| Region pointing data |
______________________________

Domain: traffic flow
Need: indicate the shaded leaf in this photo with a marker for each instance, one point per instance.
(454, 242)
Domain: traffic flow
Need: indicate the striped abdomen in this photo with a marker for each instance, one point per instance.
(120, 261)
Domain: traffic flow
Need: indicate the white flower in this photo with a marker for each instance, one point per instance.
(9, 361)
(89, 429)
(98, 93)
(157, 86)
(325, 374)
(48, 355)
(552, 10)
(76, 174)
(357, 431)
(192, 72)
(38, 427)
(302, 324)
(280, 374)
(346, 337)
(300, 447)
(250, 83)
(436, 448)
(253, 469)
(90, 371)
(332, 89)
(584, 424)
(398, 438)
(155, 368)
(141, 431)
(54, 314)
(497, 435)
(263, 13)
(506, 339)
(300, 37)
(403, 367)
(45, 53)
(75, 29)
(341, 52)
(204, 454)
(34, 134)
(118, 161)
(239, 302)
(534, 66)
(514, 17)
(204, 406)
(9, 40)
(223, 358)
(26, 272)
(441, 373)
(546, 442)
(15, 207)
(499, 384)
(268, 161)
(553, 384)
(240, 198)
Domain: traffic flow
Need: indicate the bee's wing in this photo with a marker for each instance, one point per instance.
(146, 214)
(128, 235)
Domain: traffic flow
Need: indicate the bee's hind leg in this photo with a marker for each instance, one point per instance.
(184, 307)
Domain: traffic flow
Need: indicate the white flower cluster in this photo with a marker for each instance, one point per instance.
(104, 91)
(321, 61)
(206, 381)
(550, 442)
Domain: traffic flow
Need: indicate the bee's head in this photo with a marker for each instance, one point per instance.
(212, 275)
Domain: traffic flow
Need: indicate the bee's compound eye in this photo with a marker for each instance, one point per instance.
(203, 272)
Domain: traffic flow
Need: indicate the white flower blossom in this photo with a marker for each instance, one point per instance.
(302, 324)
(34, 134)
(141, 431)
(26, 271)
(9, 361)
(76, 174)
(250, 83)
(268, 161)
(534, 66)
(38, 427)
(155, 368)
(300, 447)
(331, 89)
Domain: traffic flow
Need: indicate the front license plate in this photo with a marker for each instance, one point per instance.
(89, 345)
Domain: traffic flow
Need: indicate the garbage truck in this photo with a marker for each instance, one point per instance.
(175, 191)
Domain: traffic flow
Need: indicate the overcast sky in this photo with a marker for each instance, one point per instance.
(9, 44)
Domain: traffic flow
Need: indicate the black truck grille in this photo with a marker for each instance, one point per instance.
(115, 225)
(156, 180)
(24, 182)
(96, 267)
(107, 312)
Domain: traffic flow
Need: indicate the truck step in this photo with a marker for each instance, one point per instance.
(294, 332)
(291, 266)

______________________________

| Your goal |
Each entry must appear again in the answer exactly as written.

| Completed task |
Domain: traffic flow
Need: indicate the shaded leaf in this photo with a marker for each instance, one point per instance.
(454, 242)
Domain: traffic flow
Need: indicate the striped abdomen in this photo with a marker for each instance, one point per instance.
(120, 261)
Domain: traffic flow
Need: indicate the white flower in this photo with a marker for each instance, one point per instance.
(9, 361)
(89, 429)
(98, 93)
(157, 86)
(325, 374)
(48, 355)
(552, 10)
(76, 174)
(357, 431)
(192, 72)
(38, 427)
(302, 324)
(280, 374)
(346, 337)
(300, 447)
(250, 83)
(436, 448)
(253, 469)
(90, 371)
(332, 89)
(584, 424)
(398, 438)
(155, 368)
(141, 431)
(54, 314)
(497, 435)
(263, 13)
(506, 339)
(300, 37)
(403, 367)
(45, 53)
(75, 29)
(341, 52)
(204, 454)
(34, 134)
(118, 161)
(239, 302)
(534, 66)
(514, 17)
(204, 406)
(9, 40)
(223, 358)
(26, 272)
(441, 373)
(546, 442)
(15, 207)
(499, 384)
(268, 161)
(553, 384)
(240, 198)
Domain: traffic flow
Need: indicate the bee's wing in this photo with a marker for each instance, one point per instance.
(146, 214)
(128, 235)
Domain: traffic flow
Need: indicate the bee's hind leg in this photo with a marker for each instance, one point per instance.
(184, 307)
Domain: traffic flow
Need: indicate the white flower cluster in this photo with a marker for each instance, one point per instance.
(104, 91)
(321, 61)
(206, 381)
(550, 442)
Domain: traffic flow
Need: indicate the bee's head in this photo with a marker for each instance, one point per instance.
(212, 275)
Domain: traffic flow
Need: indicate the bee's compound eye in this photo with a marker for each instance, one point per instance.
(203, 272)
Domain: traffic flow
Need: indicate the white flower blossom in this photo with a marker for each instance, one point per instance.
(302, 324)
(34, 134)
(141, 431)
(26, 271)
(9, 361)
(76, 174)
(250, 83)
(268, 161)
(534, 66)
(38, 427)
(155, 368)
(300, 447)
(331, 89)
Domain: traffic flow
Need: indicate the front license plate in this photo with a marker for each instance, one point per instance.
(89, 345)
Domain: traffic flow
Need: indicate the garbage truck in this photo with a marker for each instance, one point per instance.
(175, 191)
Domain: traffic flow
Need: indicate the overcast sky in this photo with a marker for each instance, one point per instance.
(9, 44)
Domain: traffic flow
Need: indicate the black truck grille in this photo with a marker for each instance, one point per instance.
(115, 225)
(156, 180)
(24, 182)
(96, 267)
(107, 312)
Domain: traffic flow
Need: indicate the truck step in this photo with a marker for each instance, one point per instance.
(294, 332)
(291, 266)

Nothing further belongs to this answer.